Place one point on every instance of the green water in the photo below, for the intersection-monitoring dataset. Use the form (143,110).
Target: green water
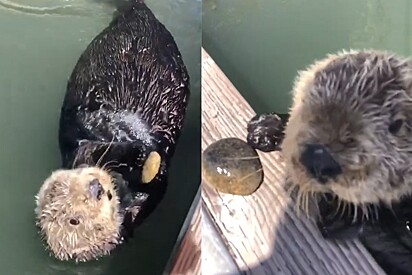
(37,55)
(261,44)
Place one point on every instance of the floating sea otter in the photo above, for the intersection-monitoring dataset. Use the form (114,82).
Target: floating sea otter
(348,144)
(121,119)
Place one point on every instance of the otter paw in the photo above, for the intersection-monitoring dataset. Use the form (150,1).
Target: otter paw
(265,132)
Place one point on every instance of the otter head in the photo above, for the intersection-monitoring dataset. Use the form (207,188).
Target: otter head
(350,128)
(77,212)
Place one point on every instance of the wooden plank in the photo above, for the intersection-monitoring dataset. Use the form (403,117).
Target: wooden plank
(188,257)
(261,231)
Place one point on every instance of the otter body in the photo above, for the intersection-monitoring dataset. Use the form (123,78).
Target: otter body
(121,118)
(126,97)
(347,145)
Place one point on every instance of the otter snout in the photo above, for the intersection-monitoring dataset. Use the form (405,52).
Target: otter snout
(96,189)
(319,163)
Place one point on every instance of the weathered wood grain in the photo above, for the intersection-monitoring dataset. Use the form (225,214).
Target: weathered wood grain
(262,232)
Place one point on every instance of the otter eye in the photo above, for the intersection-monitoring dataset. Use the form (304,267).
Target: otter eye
(349,140)
(74,221)
(395,126)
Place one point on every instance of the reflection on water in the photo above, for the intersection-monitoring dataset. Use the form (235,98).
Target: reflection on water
(260,44)
(38,54)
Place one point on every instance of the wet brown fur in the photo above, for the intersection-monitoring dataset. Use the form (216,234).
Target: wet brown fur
(64,196)
(347,102)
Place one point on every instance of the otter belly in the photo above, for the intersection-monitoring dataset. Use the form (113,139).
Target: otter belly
(125,106)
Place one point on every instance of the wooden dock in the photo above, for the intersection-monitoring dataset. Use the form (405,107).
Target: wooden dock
(261,232)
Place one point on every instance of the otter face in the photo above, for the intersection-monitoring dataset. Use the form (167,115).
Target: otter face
(77,212)
(350,128)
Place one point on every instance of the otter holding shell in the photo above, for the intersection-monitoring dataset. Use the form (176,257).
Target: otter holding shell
(121,119)
(348,144)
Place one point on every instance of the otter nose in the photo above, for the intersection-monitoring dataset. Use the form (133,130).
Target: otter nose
(319,163)
(96,189)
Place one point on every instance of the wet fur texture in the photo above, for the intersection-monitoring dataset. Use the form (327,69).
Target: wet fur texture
(348,101)
(127,97)
(64,196)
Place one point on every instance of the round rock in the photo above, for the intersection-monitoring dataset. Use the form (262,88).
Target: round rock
(232,166)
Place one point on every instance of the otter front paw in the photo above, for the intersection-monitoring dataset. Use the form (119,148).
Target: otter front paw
(265,132)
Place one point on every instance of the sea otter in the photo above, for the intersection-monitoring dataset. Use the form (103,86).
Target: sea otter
(347,144)
(120,121)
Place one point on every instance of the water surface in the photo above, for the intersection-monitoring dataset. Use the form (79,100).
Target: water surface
(39,46)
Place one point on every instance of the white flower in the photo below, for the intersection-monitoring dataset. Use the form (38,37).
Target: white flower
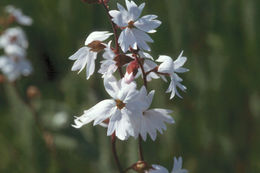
(157,169)
(86,56)
(152,119)
(177,167)
(108,66)
(134,28)
(13,36)
(168,66)
(148,65)
(122,110)
(18,15)
(13,68)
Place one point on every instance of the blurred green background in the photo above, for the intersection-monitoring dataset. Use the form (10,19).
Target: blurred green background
(217,122)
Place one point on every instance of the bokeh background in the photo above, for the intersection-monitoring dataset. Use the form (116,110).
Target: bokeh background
(217,122)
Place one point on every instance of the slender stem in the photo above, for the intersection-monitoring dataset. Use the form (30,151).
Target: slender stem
(113,26)
(113,141)
(141,156)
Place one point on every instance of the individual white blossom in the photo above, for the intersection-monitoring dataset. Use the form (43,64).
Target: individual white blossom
(13,68)
(177,167)
(108,65)
(148,65)
(134,28)
(122,110)
(170,67)
(157,169)
(153,120)
(13,36)
(86,56)
(18,15)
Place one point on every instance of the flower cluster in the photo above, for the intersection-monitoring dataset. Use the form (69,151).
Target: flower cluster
(14,43)
(128,112)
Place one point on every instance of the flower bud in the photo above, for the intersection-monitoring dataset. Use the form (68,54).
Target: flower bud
(122,59)
(131,71)
(33,92)
(141,166)
(96,46)
(2,78)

-*-*-

# Task objective:
Set down all of the entries precisely and keep the pictures out of the copy.

# Answer to this task:
Place one point on every instance of the green water in the photo below, for the intersection-monitoring dataset. Use the form (143,110).
Target: green water
(37,55)
(261,44)
Place one point on every instance of the floating sea otter in the photo above, for the intersection-monitoring dataset. Use the form (114,82).
Target: floating sea otter
(348,144)
(121,119)
Place one point on every instance of the otter paw in the photo above, for the intersection-monitoring dataset. Use the form (150,1).
Target: otter paw
(265,132)
Place one point on every instance of the otter head in the photo above, for the intersection-monitoring dataset. Use the form (207,188).
Target: otter head
(350,128)
(77,212)
Place one point on every instance of the wooden plank in the photo above, for the intersection-monitoring dataset. Use the form (403,117).
Target: wooden plank
(188,257)
(261,231)
Place one point on every instance of the otter body in the photo above, for the intersection-monitoring dataset. Use the form (123,78).
Target: otter body
(121,118)
(126,97)
(347,145)
Place one point on every instance of the otter snout in the photo above, for the intersection-monitoring dataset. Use the form (405,52).
Target: otter snout
(96,189)
(319,163)
Place one point on every instance of the weathered wood grain in the photo above, for the intersection-monitoring dataset. Use the form (225,214).
Target: weathered wood grain
(262,232)
Place one point on every instance of the otter eye in the photo above, for the intersection-monitoring dataset. Use the form (304,267).
Target: otter eye
(349,140)
(74,221)
(395,126)
Place one point on every instance of the reflection on water in the photo above, for the intersection-monitoring dataset. Use the form (235,98).
Target: reflection on water
(260,44)
(38,54)
Place one point on every instance of the wet brown fur in the photo above, for the intersection-monitoring dataset. Use the form (216,234).
Target: wet brown fur
(64,196)
(347,102)
Place one point on every instance of the otter belly in the photo above, for the intersection-monitoring dataset. Use the form (113,139).
Target: otter belly
(125,106)
Place one point on every instance of the wooden dock in the photo above, for the intersection-monitoring dataset. Use the form (405,107).
Target: wooden dock
(261,232)
Place one point on every instance of the otter face in the photo above, for the intersection-monitoring dataset. Use the form (167,115).
Target: otter face
(77,212)
(350,128)
Place one point on every instance of the otter holding shell in the photo above, for the intersection-monitoring dataset. Use the form (176,257).
Target: otter holding shell
(121,119)
(348,144)
Place one point on every instance of the otter nose in the photo above, for the intersection-monitoring dataset. Use the form (133,130).
Target: otter nose
(319,163)
(96,189)
Place one point on every instance of the wet fur texture in the photo above, for the intersection-monitoring dataset. Use the form (327,69).
Target: wet fur texture
(348,101)
(127,97)
(64,196)
Place one point on every instance of the round rock in the photo above, for the intersection-monitoring dataset. Use the form (262,88).
Target: round rock
(232,166)
Place one point on every instance of the otter front paw in the photo above, for the intersection-monitoring dataset. Use the form (119,148).
Target: otter front paw
(265,132)
Place one point on every instance of the sea otter in the photo above, for the intersection-monitoring dataset. Use the form (103,86).
Target: sea otter
(347,144)
(120,121)
Place one point on every instance of the water surface in the photo above, for the intersection-monitoring dataset. Use the form (79,100).
Target: water surface
(39,46)
Place one point on every instance of the white flower in the photo below, for the intersection-monitoring dataset. Use the form (38,37).
Target: white flower
(157,169)
(86,56)
(152,119)
(177,167)
(108,66)
(134,28)
(13,36)
(168,66)
(148,65)
(122,110)
(18,15)
(13,68)
Place one point on every instance of the blurred green background in the photo above, for the intersection-monitoring dataset. Use the form (10,19).
Target: blurred green background
(217,122)
Place one point on every instance of the bokeh background in the photo above, for the intersection-monitoring dataset. Use the form (116,110).
Target: bokeh background
(217,122)
Place one point on every instance of the slender stem in the photo above, for the intersection-monitoring dataset. Use the form (30,151).
Target: slender stem
(113,26)
(113,141)
(141,156)
Place one point on every instance of the individual white blossom in the photo above, for the intersection-monitoring dataset. Use the form (43,64).
Target: individual white blossom
(13,68)
(177,167)
(108,65)
(148,65)
(134,28)
(122,110)
(170,67)
(157,169)
(153,120)
(13,36)
(86,56)
(18,15)
Place one point on every instance of the flower cluster in the photo above, for the intersection-monitoring dataset. Use the form (69,151).
Target: flower cluster
(14,43)
(128,112)
Place one point on every instance of the flower bud in the photo above, for the intersection-monitoring dataset. Use the form (68,54).
Target: flower bud
(122,59)
(131,71)
(33,92)
(141,166)
(96,46)
(2,78)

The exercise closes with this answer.